### PASSAGE PROVIDED
________________________________________

Thank you very much for this article! You have indeed saved me a lot of work figuring this out.

Brian Drum 06 December 2008 17:33

I really appreciate the write-up. This is exactly the direction I wanted to take my Symphony install, and I’ve already adapted the technique for Flickr.

It’s worth mentioning that the maximum number of results from your cached data source should be greater than or equal to the number of results you will get from your API response, or you will get duplicates.

Nick 06 December 2008 17:49

Michael, Brian, you’re most welcome. That’s a good point Brian, one I forgot to mention.

Josh N. 10 December 2008 21:50

Thanks for this! I think it’ll be really handy.

Anders Thoresson 11 December 2008 10:50

@Brian Drum: Would you mind posting your Flickr-adaptation over at Overture?

Brian Drum 13 December 2008 13:58

@Anders Thoresson: I definitely intend to – I‘ll try to get to it later this week. I had a meltdown with my local development install of Symphony, and I’d like to get that figured out first.

________________________________________

### SUPPLIED DATA
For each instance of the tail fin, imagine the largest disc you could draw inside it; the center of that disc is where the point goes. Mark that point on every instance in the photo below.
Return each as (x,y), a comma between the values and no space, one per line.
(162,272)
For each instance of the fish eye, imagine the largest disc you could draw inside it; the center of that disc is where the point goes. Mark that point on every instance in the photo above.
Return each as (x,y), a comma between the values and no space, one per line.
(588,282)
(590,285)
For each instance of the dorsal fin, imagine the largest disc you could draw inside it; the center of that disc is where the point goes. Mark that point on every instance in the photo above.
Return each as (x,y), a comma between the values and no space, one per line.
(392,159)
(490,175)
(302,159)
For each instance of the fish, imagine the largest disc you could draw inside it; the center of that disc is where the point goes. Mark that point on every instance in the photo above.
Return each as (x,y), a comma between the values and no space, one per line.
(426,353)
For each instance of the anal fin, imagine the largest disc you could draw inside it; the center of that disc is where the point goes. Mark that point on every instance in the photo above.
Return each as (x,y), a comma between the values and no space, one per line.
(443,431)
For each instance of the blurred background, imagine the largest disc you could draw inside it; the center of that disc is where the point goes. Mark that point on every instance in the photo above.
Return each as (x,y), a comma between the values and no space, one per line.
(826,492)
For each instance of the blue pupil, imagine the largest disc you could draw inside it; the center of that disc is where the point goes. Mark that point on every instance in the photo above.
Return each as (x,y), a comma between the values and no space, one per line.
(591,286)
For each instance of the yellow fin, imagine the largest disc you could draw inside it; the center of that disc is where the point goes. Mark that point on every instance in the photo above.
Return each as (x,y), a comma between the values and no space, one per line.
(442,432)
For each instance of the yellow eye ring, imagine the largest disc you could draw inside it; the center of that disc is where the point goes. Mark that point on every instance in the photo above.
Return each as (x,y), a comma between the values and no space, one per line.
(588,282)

________________________________________

### WHAT THE EXERCISE ASKS
In the comment thread, how large must the maximum number of results from the cached data source be to avoid duplicates? Please rely only on the comment thread for what follows.

### COMPLETE ANSWER
It must be greater than or equal to the number of results from the API response.